O QUE SE PEDE: De acordo com o trecho de origem, por que o site Gizmodo perdeu credibilidade no mundo todo depois de publicar seu primeiro texto feito por robô? Responda em uma a três frases.

TRECHO DE ORIGEM:

______

Há cerca de seis meses, o site Gizmodo foi pelo mesmo caminho. Soltou (com certa euforia) seu primeiro texto fabricado por robô (bot) – e viu sua credibilidade cair mundialmente. A IA havia errado 18 vezes ao fazer uma simples cronologia de filmes e séries associadas à saga Star Wars (Guerra nas estrelas).
Mas, entre sucessos e fracasso, o que fica claro é que o jornalismo – e aí falo também do brasileiro – precisa construir manuais de redação para uso de inteligência artificial. E, para tanto, há passos muito concretos e perguntas bem difíceis a serem respondidas.

______

(Dados de localização de objetos a partir de linguagem natural)
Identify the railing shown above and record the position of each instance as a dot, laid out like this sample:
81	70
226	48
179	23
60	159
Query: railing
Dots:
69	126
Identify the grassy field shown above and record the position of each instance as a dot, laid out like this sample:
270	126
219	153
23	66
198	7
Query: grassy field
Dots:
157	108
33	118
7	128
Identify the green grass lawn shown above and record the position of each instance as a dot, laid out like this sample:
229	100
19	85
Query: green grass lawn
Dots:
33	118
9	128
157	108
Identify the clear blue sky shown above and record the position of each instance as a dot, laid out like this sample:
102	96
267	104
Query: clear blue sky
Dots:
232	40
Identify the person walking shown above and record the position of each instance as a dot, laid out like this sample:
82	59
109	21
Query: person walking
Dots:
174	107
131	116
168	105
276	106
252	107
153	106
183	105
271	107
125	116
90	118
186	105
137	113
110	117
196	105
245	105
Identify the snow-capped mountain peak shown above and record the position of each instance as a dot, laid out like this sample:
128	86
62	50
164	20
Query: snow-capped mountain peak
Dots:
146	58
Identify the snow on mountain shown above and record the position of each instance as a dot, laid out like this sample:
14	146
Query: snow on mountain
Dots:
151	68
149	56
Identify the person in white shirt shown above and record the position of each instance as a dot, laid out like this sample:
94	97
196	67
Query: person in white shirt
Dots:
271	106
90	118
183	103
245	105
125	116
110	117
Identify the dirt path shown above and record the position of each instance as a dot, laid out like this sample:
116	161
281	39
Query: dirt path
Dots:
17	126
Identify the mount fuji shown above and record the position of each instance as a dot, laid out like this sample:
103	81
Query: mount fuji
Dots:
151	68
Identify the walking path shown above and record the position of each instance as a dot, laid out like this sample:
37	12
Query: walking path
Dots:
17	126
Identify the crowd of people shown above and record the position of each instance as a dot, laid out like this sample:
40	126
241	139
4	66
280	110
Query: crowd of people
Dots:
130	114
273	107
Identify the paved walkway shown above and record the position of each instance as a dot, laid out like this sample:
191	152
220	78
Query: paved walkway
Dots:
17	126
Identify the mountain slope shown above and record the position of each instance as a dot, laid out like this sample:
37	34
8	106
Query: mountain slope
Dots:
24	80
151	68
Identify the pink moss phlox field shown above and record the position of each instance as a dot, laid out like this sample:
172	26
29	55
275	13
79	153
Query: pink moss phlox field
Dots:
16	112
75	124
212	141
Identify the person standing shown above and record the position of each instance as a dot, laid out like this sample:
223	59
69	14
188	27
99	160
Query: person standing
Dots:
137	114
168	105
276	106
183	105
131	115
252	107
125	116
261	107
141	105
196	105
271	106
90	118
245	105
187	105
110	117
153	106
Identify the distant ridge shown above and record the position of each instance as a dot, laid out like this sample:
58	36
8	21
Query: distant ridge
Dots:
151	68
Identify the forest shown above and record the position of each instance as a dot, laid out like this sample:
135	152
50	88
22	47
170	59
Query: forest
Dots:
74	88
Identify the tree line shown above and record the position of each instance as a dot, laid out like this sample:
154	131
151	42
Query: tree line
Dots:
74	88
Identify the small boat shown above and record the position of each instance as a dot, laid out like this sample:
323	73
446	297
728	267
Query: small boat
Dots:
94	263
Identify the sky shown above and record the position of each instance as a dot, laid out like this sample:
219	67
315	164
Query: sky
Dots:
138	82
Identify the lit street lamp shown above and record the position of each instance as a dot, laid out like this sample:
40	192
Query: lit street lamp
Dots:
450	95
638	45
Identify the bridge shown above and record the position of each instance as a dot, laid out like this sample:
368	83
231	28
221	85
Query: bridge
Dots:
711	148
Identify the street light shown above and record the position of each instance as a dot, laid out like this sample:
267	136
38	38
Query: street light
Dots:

______

RESPOSTA ESPERADA: O Gizmodo perdeu credibilidade porque a IA que escreveu o texto errou 18 vezes ao montar uma simples cronologia dos filmes e séries ligados à saga Star Wars (Guerra nas estrelas).